Transcribe the entries below exactly, starting with the line that has "of the house." and stopping after the line that has "of the rearview"; no pictures belong in the copy.

Saved data entries
· · · ·
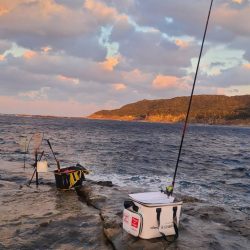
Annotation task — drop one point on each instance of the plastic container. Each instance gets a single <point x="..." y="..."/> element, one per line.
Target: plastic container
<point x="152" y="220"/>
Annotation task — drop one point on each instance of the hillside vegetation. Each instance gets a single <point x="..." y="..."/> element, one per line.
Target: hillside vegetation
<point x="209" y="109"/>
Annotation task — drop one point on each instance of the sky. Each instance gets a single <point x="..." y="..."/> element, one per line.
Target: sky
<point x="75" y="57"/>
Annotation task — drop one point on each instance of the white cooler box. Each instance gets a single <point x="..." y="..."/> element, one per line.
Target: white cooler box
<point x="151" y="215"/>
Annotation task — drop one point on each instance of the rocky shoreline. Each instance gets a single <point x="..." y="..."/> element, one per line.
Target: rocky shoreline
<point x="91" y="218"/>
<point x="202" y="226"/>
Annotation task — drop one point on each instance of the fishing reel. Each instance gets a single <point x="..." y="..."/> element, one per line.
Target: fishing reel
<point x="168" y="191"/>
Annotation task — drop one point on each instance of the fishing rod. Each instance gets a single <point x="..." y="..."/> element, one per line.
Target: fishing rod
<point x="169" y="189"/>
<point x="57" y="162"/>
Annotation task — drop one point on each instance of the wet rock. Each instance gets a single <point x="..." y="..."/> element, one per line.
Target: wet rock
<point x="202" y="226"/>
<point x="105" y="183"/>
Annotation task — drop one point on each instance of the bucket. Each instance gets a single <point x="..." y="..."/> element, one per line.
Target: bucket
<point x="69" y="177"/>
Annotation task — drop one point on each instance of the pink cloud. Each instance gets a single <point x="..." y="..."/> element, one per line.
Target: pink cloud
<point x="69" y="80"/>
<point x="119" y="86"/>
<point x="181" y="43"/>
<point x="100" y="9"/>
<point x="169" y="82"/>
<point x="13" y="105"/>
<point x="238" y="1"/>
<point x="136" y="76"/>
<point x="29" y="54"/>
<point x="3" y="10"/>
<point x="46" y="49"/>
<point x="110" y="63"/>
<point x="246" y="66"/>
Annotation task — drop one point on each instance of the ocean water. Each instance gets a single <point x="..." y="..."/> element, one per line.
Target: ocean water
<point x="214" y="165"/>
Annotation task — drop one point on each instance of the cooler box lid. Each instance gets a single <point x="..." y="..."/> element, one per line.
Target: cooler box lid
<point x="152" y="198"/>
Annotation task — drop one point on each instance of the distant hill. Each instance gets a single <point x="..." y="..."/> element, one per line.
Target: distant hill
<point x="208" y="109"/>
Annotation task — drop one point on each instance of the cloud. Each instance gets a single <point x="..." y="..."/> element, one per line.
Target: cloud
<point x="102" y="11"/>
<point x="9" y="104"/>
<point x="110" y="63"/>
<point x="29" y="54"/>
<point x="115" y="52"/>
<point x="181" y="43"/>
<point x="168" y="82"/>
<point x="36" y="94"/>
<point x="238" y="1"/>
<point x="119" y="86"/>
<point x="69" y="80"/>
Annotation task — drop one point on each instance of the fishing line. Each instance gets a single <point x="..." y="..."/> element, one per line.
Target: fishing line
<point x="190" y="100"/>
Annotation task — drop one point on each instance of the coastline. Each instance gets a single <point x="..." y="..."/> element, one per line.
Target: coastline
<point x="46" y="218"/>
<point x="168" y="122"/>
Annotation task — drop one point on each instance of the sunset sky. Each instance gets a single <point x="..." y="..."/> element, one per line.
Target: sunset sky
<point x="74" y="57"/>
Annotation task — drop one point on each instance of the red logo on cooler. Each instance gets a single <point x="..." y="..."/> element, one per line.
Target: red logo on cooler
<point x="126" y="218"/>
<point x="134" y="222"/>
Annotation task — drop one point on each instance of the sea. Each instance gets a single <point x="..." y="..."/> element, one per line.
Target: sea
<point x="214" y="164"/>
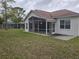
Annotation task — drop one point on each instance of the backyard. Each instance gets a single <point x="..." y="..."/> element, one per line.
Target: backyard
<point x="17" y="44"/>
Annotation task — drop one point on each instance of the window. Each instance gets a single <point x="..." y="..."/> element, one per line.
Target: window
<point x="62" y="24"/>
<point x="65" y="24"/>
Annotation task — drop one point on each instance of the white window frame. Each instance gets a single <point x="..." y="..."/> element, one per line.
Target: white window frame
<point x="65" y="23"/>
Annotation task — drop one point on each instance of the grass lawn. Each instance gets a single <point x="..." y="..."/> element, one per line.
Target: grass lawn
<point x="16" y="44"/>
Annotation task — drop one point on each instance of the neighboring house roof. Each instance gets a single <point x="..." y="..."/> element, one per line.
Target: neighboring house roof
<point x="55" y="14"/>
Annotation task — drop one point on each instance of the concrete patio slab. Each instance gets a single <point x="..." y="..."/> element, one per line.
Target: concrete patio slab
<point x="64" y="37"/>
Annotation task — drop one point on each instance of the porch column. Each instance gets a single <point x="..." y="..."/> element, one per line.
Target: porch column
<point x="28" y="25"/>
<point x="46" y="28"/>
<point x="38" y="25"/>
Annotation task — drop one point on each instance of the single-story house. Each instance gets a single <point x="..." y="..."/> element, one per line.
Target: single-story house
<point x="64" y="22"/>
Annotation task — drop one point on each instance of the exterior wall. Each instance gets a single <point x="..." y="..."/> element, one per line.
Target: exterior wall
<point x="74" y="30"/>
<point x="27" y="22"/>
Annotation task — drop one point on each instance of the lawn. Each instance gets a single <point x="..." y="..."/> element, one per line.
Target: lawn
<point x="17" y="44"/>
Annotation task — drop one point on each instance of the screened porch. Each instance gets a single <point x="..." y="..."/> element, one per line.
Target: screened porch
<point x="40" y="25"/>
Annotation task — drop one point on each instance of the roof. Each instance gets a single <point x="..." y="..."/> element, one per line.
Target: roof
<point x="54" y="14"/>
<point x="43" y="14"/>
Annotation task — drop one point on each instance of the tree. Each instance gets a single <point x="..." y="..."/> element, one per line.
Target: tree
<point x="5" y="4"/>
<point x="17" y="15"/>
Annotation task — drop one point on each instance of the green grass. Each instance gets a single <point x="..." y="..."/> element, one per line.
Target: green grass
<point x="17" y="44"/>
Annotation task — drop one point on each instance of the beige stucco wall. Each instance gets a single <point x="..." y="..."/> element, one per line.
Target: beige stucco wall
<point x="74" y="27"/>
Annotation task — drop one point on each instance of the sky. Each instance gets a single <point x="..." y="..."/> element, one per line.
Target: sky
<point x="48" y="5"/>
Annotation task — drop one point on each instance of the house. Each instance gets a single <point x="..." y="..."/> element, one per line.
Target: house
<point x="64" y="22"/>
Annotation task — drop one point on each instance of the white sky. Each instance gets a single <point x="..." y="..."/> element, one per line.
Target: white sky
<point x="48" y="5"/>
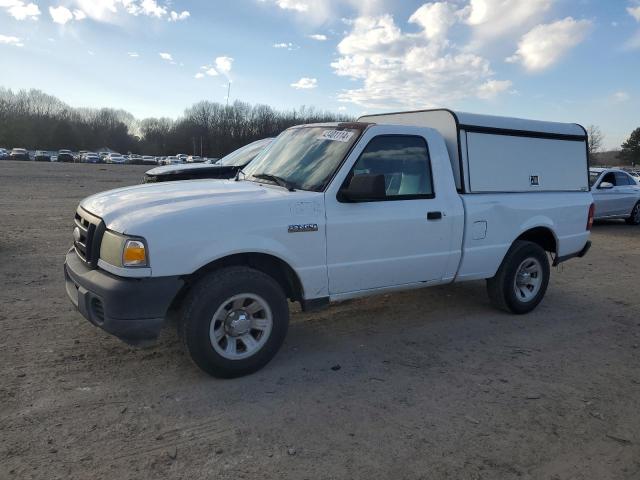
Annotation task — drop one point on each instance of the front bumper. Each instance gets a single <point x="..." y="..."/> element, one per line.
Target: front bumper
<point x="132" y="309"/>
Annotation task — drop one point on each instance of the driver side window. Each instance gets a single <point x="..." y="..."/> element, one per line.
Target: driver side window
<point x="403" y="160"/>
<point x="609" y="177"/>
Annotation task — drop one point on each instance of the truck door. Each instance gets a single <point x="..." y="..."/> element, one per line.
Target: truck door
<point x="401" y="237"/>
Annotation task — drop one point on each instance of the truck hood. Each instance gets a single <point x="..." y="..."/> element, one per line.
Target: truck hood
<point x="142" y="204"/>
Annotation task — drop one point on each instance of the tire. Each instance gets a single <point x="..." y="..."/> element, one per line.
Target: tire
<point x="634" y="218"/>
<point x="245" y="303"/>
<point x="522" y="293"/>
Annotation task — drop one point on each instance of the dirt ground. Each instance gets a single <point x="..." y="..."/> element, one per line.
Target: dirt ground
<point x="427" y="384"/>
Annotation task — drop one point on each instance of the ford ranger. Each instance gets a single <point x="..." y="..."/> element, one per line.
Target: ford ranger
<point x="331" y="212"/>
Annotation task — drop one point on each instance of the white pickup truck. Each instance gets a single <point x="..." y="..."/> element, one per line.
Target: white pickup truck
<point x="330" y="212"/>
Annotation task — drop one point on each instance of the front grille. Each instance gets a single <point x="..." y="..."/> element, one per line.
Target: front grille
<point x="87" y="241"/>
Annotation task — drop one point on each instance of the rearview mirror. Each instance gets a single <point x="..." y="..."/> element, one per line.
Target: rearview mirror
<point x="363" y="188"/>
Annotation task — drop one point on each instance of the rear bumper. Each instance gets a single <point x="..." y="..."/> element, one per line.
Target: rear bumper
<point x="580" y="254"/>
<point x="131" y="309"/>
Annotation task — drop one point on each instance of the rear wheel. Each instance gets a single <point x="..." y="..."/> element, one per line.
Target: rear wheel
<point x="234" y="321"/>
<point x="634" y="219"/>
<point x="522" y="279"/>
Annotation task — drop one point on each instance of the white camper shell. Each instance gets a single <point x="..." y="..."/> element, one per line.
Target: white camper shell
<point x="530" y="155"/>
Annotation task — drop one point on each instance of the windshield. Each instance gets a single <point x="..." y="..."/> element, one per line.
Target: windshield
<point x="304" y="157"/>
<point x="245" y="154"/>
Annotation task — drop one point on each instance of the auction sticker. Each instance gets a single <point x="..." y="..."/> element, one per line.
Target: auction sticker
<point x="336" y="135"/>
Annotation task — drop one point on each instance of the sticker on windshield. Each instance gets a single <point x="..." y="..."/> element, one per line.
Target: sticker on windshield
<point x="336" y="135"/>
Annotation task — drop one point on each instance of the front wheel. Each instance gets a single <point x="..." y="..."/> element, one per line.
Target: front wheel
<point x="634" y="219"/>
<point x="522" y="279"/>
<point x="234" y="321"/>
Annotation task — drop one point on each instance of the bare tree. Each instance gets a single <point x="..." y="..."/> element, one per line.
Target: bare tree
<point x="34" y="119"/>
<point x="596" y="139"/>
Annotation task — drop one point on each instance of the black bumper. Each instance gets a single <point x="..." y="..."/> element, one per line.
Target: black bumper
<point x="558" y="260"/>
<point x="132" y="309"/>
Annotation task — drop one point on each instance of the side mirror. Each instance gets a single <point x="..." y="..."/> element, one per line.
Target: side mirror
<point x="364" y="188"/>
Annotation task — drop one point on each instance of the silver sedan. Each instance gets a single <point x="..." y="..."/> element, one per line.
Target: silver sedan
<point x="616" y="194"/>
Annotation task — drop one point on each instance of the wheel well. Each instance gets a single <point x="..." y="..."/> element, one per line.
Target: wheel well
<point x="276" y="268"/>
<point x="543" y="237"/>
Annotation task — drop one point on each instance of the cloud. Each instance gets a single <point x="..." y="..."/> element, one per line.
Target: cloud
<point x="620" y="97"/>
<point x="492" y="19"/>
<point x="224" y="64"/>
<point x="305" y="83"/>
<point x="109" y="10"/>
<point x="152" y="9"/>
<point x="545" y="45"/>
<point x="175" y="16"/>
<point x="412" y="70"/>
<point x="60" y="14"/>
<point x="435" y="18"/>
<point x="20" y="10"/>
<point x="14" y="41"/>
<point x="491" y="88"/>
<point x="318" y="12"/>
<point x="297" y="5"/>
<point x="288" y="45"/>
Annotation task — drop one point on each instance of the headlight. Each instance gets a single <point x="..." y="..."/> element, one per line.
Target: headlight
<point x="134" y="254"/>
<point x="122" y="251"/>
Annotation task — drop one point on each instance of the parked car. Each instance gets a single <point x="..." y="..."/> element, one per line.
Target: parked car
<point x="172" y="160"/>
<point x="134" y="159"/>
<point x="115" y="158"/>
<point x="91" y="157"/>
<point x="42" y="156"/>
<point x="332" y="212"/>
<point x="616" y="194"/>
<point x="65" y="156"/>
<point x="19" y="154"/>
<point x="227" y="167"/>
· · · ·
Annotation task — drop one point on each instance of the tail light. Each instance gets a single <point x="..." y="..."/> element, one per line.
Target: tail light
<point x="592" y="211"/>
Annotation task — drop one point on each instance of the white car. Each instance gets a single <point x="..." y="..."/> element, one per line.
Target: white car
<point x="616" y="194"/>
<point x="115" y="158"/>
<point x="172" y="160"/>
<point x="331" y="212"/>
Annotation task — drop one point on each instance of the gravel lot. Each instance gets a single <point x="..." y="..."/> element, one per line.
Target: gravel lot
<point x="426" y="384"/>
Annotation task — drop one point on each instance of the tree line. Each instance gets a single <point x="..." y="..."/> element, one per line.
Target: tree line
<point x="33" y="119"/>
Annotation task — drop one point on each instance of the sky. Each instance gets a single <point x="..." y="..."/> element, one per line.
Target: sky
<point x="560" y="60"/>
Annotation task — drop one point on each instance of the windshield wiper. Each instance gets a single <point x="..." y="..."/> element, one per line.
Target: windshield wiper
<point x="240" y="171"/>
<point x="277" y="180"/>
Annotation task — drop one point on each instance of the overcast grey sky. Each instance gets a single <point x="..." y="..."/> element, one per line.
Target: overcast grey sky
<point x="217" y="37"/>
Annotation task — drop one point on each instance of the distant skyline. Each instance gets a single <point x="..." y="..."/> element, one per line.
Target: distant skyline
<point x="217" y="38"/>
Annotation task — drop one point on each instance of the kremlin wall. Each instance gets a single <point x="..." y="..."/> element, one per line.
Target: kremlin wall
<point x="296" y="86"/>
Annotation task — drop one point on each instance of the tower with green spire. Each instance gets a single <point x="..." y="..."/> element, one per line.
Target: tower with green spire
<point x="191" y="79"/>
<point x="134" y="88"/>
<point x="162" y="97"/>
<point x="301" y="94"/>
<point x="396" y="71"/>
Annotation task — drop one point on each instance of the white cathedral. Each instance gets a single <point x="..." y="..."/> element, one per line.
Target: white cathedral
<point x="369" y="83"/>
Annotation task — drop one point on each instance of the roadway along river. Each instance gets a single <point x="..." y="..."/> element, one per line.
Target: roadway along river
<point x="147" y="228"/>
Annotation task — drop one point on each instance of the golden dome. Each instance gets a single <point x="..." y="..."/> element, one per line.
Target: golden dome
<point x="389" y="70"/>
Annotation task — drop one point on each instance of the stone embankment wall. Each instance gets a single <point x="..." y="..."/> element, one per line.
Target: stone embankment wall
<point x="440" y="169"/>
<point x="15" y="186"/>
· · · ·
Answer section:
Annotation task — drop one point on each instance of the house. Each instance gets a single <point x="..." y="..."/> element, one per line.
Target: house
<point x="64" y="22"/>
Annotation task — drop one point on each instance of the white sky. Each instance gets a single <point x="..." y="..."/> element, one per line.
Target: white sky
<point x="48" y="5"/>
Annotation task — drop one point on each instance of the front bumper. Each instance gets a single <point x="..." y="..."/> element, one per line.
Target: front bumper
<point x="132" y="309"/>
Annotation task — drop one point on each instance of the driver side window. Each instance gets a single <point x="..." y="..."/> element, one per line.
Target: driver side window
<point x="403" y="160"/>
<point x="609" y="177"/>
Annotation task — drop one point on each instance of the truck door. Each instance gets a single <point x="..." y="..."/> element, one per line.
Target: truck door
<point x="401" y="237"/>
Annotation task — drop one point on each instance of the truck hood. Each instance gets a single <point x="..." y="..."/> element, one per line.
Target: truck hood
<point x="142" y="204"/>
Annotation task — drop one point on each instance of the tire. Each instance gets a single <point x="..." y="..."/> element, one per line.
Target: tire
<point x="634" y="218"/>
<point x="245" y="303"/>
<point x="522" y="293"/>
Annotation task — drop one point on each instance of the dirt ground. Each instance gets a single <point x="..." y="..."/> element, one per line.
Target: dirt ground
<point x="427" y="384"/>
Annotation task — drop one point on each instance of the ford ranger. Each instance gets a single <point x="..." y="..."/> element, one per line.
Target: ford ranger
<point x="331" y="212"/>
Annotation task — drop one point on each instance of the white pickup truck. Each instance gets a single <point x="..." y="..."/> element, one per line.
Target: white pickup truck
<point x="330" y="212"/>
Annotation task — drop one point on each instance of the front grille. Each instance gets a single <point x="..." y="..."/> element, one per line.
Target: front grille
<point x="87" y="241"/>
Annotation task — drop one point on each instance of the rearview mirror. Each instance gets a single <point x="..." y="..."/> element, one per line.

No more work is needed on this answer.